● Record list:

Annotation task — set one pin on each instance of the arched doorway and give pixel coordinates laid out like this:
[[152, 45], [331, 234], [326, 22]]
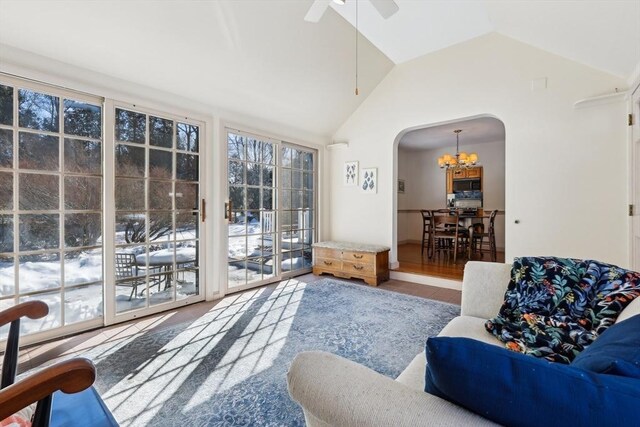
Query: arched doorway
[[423, 185]]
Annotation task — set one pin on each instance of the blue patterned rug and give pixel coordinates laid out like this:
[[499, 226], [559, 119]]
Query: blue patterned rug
[[229, 367]]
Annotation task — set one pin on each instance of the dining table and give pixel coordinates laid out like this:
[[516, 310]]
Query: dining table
[[164, 258]]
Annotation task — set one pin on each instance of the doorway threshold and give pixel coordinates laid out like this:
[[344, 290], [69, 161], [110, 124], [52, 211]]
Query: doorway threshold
[[426, 280]]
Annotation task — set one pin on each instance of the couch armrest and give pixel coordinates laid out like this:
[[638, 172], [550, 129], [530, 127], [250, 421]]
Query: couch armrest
[[483, 288], [334, 391]]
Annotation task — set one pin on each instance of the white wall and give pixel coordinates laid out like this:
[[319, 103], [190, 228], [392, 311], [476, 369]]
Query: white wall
[[566, 178], [425, 185]]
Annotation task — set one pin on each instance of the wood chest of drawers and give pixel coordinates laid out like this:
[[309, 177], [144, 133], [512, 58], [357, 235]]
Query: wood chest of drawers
[[352, 260]]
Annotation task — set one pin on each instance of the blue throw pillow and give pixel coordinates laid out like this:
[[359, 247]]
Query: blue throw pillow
[[510, 388], [619, 343]]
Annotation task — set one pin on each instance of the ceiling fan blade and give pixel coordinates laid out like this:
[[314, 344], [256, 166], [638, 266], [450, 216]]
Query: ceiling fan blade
[[386, 8], [316, 10]]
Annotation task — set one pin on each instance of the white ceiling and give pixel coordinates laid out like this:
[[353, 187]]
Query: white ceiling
[[259, 58], [603, 34], [474, 131]]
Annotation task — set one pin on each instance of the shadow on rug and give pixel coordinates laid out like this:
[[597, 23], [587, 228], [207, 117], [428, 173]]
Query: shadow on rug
[[228, 368]]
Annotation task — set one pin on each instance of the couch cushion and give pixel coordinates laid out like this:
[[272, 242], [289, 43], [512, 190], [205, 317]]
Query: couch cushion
[[469, 327], [461, 326], [620, 343], [556, 307], [516, 389]]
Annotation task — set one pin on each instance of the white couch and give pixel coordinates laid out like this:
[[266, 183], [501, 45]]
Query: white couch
[[334, 391]]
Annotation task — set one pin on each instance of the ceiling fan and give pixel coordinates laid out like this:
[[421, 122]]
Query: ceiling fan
[[386, 8]]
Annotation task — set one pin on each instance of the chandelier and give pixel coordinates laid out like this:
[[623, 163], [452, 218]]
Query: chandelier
[[460, 160]]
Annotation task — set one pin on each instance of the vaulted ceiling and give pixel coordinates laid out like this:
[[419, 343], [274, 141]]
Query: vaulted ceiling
[[259, 58]]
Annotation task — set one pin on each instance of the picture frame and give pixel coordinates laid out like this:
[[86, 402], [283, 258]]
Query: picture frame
[[350, 174], [369, 180]]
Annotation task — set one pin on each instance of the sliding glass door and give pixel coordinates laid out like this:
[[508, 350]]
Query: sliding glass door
[[271, 209], [157, 210], [51, 204]]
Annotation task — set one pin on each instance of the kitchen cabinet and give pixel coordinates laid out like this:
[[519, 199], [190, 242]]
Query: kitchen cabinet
[[470, 173]]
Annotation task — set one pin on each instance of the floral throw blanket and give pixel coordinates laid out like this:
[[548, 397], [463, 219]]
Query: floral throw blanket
[[555, 307]]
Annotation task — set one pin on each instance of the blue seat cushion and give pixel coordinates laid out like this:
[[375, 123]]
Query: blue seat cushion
[[512, 389], [616, 351], [80, 409]]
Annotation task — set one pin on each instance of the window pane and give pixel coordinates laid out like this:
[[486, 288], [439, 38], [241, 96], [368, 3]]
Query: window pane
[[186, 195], [83, 193], [6, 148], [82, 230], [84, 266], [82, 156], [187, 225], [254, 150], [130, 126], [253, 173], [187, 167], [188, 137], [296, 159], [38, 111], [160, 195], [253, 198], [39, 272], [130, 228], [82, 303], [236, 197], [82, 119], [267, 176], [296, 179], [267, 153], [235, 146], [6, 235], [307, 162], [6, 105], [160, 164], [129, 194], [39, 192], [308, 180], [160, 132], [39, 232], [40, 152], [236, 172], [7, 276], [6, 190], [160, 226], [129, 160]]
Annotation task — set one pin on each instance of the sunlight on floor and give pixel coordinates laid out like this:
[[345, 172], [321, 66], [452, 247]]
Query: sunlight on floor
[[239, 337]]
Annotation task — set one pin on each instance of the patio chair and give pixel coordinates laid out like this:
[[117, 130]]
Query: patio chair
[[63, 392], [129, 273]]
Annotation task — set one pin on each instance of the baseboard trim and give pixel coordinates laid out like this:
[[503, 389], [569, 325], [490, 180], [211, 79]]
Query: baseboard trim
[[426, 280]]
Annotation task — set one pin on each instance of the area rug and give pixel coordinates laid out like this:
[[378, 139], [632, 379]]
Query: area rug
[[228, 368]]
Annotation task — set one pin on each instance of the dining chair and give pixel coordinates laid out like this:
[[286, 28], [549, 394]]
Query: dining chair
[[427, 230], [447, 235]]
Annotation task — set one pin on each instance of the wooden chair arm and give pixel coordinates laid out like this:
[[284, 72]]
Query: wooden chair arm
[[70, 376], [30, 309]]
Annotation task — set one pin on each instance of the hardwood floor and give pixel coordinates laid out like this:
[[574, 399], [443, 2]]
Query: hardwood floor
[[36, 355], [412, 261]]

● Task to complete:
Convert all of the data above into a JSON list of strings, with one string for each line and no blank lines. Leave the pictures out.

● Answer for the task:
[
  "Annotation task — set one pin on each instance of the arched doorway and give pixel coordinates laid out like this:",
  "[[152, 45], [331, 234], [326, 22]]",
  "Query: arched doorway",
  "[[423, 185]]",
  "Annotation task — set one pin on each instance of the blue patterned rug and give pixel coordinates laid out like this:",
  "[[499, 226], [559, 119]]",
  "Query: blue patterned rug",
  "[[229, 367]]",
  "Annotation task — set one pin on each instance of the dining table and give pixel coordinates laid out like this:",
  "[[516, 310]]",
  "Query: dining table",
  "[[164, 258]]",
  "Annotation task — set one pin on each instance of the doorway threshold and give pixel coordinates laid out like this:",
  "[[344, 290], [69, 161], [110, 124], [52, 211]]",
  "Query: doorway threshold",
  "[[426, 280]]",
  "Annotation task — set one pin on each instance of the couch armrest and give pixel coordinates laid out like this:",
  "[[638, 172], [550, 129], [530, 127], [250, 421]]",
  "Query: couch armrest",
  "[[483, 288], [334, 391]]",
  "Annotation task — set one pin on each instance of the white wall and give pixel coordinates laid out like this:",
  "[[319, 103], [190, 228], [392, 311], [476, 369]]",
  "Query: white wall",
  "[[566, 178], [425, 185]]",
  "Annotation task — set one pin on each instance of the wood chest of drawers and give pixel coordinates laid out like this:",
  "[[309, 177], [144, 133], [512, 58], [357, 235]]",
  "Query: wood chest of drawers",
  "[[352, 260]]",
  "Annotation task — set one pin on each instance of the blue throw pillow and give pixel coordinates laid out like this:",
  "[[359, 247]]",
  "Query: blue throw pillow",
  "[[510, 388], [619, 343]]",
  "Annotation task — set one pin on each instance of the ceiling fan blade and give pixel coordinates laid out like this:",
  "[[314, 344], [256, 166], [638, 266], [450, 216]]",
  "Query: ceiling fan blade",
  "[[386, 8], [316, 10]]",
  "Annotation task — set one pin on each instance of the white ceiling and give pixel coordinates laid out like this:",
  "[[353, 187]]",
  "Query: white ceiling",
  "[[259, 58], [603, 34], [474, 131]]",
  "Annotation task — set one pin on each instance of the shadow on rug and give pixel coordinates laid out like this:",
  "[[597, 23], [587, 228], [207, 117], [428, 173]]",
  "Query: shadow on rug",
  "[[228, 368]]",
  "Annotation task — set one pin on each instance of the couch cushion and give pixel coordinates laid out like this:",
  "[[272, 242], [289, 43], [512, 190], [205, 317]]",
  "Query: couch cushion",
  "[[469, 327], [461, 326], [620, 343], [556, 307], [516, 389]]",
  "Annotation task — set one pin on each instance of the white couch and give pixel coordinates laid out like this:",
  "[[266, 183], [501, 45]]",
  "Query: white couch",
  "[[334, 391]]",
  "Annotation task — set one pin on each instance of the ceiling fan and give pixel coordinates laid out like this:",
  "[[421, 122]]",
  "Query: ceiling fan",
  "[[386, 8]]",
  "Annotation task — set one pin on each instance of the chandelier and give pixel coordinates laid out like this:",
  "[[623, 163], [452, 218]]",
  "Query: chandelier",
  "[[460, 160]]",
  "Annotation task — set one pin on each instance of the vaulted ceiling and give pixel coordinates laid out like this:",
  "[[419, 343], [274, 141]]",
  "Query: vaulted ceiling",
  "[[259, 58]]",
  "Annotation task — set one pin on each instance of the picture frame and give pixel coordinates laid out like this:",
  "[[86, 402], [283, 258]]",
  "Query: picture frame",
  "[[350, 174], [369, 180]]",
  "Annotation task — set one pin on each instance of the sliding glass door and give pixel coordinates laid out like this:",
  "[[508, 350]]",
  "Query: sliding glass door",
  "[[271, 209], [157, 210], [51, 204]]",
  "Annotation task — set one pin on each instance of the kitchen cabinet and give pixel coordinates laid out like this:",
  "[[519, 199], [190, 242]]",
  "Query: kitchen cabinet",
  "[[470, 173]]",
  "Annotation task — set one pin on each instance of the floral throw blanket and give pixel coordinates laid out like this:",
  "[[548, 397], [463, 219]]",
  "Query: floral throw blanket",
  "[[555, 307]]",
  "Annotation task — set one pin on each instance of the blue seat cushion and give pixel coordinates laid out like this:",
  "[[375, 123]]",
  "Query: blue seat cushion",
  "[[512, 389], [616, 351], [80, 409]]",
  "Annotation task — set one pin on each instance of the window pane and give pixel coordinates laid out like this:",
  "[[486, 288], [439, 38], [241, 96], [368, 3]]",
  "Query: window pane",
  "[[186, 195], [83, 193], [6, 148], [82, 230], [84, 266], [82, 156], [187, 225], [254, 150], [130, 126], [253, 173], [187, 167], [188, 137], [296, 159], [38, 111], [160, 195], [253, 198], [39, 272], [130, 228], [82, 303], [236, 197], [82, 119], [267, 176], [296, 179], [267, 153], [235, 146], [6, 235], [307, 162], [6, 105], [160, 164], [129, 194], [39, 192], [308, 180], [160, 132], [39, 232], [40, 152], [236, 172], [7, 276], [6, 190], [160, 226], [129, 160]]",
  "Annotation task — set one pin on each instance of the sunlight on floor and give pixel coordinates laid out like this:",
  "[[345, 172], [321, 66], [452, 247]]",
  "Query: sunlight on floor",
  "[[239, 337]]",
  "Annotation task — set one pin on each instance of the patio chair and give pixel coordinates laid out like this:",
  "[[117, 130]]",
  "Query: patio chair",
  "[[63, 392], [129, 273]]",
  "Annotation task — set one pin on each instance of the baseboard trim and give pixel coordinates laid out like this:",
  "[[503, 389], [569, 325], [490, 180], [211, 79]]",
  "Query: baseboard trim",
  "[[426, 280]]",
  "Annotation task — set one pin on each instance of the area rug and give pixel coordinates laid out like this:",
  "[[378, 139], [632, 379]]",
  "Query: area rug",
  "[[228, 368]]",
  "Annotation task — set one pin on each instance of the dining chair and give pixel coordinates laid out like this:",
  "[[286, 28], [549, 394]]",
  "Query: dining chair",
  "[[427, 230], [447, 235]]",
  "Annotation task — set one pin on each instance of the wooden chair arm and give pixel coordinates laid out like this:",
  "[[284, 72]]",
  "Query: wooden chair arm",
  "[[70, 376], [30, 309]]",
  "Annotation task — set one pin on each instance of the hardwood floor and give pixel coordinates laid out like this:",
  "[[574, 399], [443, 2]]",
  "Query: hardwood floor",
  "[[36, 355], [412, 261]]"
]